■ Tarea ■
Copia sin ningún cambio la parte del material de abajo que empieza en la línea que contiene "[pin] dirt ground -- one per line" y sigue hasta el final, con esa primera línea y la última incluidas. No copies nada más.

■ Datos mostrados ■
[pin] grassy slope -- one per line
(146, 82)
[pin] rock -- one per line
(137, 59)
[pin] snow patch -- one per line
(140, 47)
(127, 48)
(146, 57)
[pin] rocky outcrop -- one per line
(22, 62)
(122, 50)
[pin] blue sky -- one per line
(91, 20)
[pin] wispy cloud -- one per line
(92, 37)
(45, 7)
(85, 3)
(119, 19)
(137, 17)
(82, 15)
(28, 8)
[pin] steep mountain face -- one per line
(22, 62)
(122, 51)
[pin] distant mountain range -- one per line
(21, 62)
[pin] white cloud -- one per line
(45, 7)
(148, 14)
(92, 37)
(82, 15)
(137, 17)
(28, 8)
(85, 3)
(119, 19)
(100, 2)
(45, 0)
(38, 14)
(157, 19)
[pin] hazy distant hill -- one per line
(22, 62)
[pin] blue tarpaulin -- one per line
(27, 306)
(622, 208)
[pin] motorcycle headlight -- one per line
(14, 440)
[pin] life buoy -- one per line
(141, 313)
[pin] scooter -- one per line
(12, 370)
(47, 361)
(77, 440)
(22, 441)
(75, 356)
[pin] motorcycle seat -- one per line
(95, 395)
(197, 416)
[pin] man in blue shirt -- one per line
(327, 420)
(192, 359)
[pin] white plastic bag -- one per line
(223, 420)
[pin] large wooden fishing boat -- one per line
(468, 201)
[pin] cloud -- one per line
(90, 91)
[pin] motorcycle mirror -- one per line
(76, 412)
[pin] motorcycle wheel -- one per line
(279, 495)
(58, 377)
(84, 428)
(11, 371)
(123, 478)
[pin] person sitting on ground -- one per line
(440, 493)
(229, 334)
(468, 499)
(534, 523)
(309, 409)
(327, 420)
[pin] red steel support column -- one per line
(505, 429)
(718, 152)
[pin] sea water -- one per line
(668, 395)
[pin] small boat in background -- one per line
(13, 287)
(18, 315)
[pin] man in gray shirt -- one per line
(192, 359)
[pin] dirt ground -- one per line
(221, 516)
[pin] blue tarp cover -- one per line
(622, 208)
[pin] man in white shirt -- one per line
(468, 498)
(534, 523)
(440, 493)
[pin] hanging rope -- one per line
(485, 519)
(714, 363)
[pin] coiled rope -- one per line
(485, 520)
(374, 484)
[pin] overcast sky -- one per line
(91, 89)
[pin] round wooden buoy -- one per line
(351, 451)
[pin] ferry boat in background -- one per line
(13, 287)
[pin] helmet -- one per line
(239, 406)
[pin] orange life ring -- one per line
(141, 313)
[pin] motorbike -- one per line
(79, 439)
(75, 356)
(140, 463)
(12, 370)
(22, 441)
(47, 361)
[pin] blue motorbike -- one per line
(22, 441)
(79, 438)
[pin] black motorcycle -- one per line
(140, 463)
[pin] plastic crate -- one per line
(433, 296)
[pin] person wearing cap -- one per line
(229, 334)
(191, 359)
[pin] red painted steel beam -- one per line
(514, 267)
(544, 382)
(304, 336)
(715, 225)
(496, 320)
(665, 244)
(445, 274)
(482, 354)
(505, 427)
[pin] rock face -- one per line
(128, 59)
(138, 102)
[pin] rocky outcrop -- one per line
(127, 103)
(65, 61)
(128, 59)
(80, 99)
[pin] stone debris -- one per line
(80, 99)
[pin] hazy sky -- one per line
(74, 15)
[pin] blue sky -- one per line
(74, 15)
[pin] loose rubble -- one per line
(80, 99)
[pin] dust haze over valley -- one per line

■ Respuesta del ejercicio ■
[pin] dirt ground -- one per line
(221, 516)
[pin] blue tarp cover -- one per line
(622, 208)
[pin] man in white shirt -- one per line
(468, 498)
(534, 523)
(440, 493)
[pin] hanging rope -- one per line
(485, 519)
(714, 363)
[pin] coiled rope -- one per line
(485, 520)
(374, 484)
[pin] overcast sky -- one per line
(91, 89)
[pin] round wooden buoy -- one per line
(351, 451)
[pin] ferry boat in background -- one per line
(13, 287)
[pin] helmet -- one per line
(239, 406)
[pin] orange life ring -- one per line
(141, 313)
[pin] motorbike -- one per line
(79, 439)
(75, 356)
(140, 463)
(12, 370)
(22, 441)
(47, 361)
[pin] blue motorbike -- one per line
(22, 441)
(79, 438)
[pin] black motorcycle -- one per line
(140, 463)
[pin] plastic crate -- one per line
(433, 296)
[pin] person wearing cap -- one per line
(229, 334)
(191, 359)
[pin] red painted steel beam -- one per line
(514, 267)
(544, 382)
(304, 336)
(715, 225)
(496, 320)
(665, 244)
(445, 274)
(482, 354)
(505, 427)
[pin] rock face -- one per line
(128, 59)
(138, 102)
[pin] rocky outcrop -- one per line
(127, 103)
(65, 61)
(128, 59)
(80, 99)
[pin] stone debris -- one per line
(80, 99)
[pin] hazy sky -- one per line
(74, 15)
[pin] blue sky -- one per line
(74, 15)
[pin] loose rubble -- one per line
(80, 99)
[pin] dust haze over valley -- one per line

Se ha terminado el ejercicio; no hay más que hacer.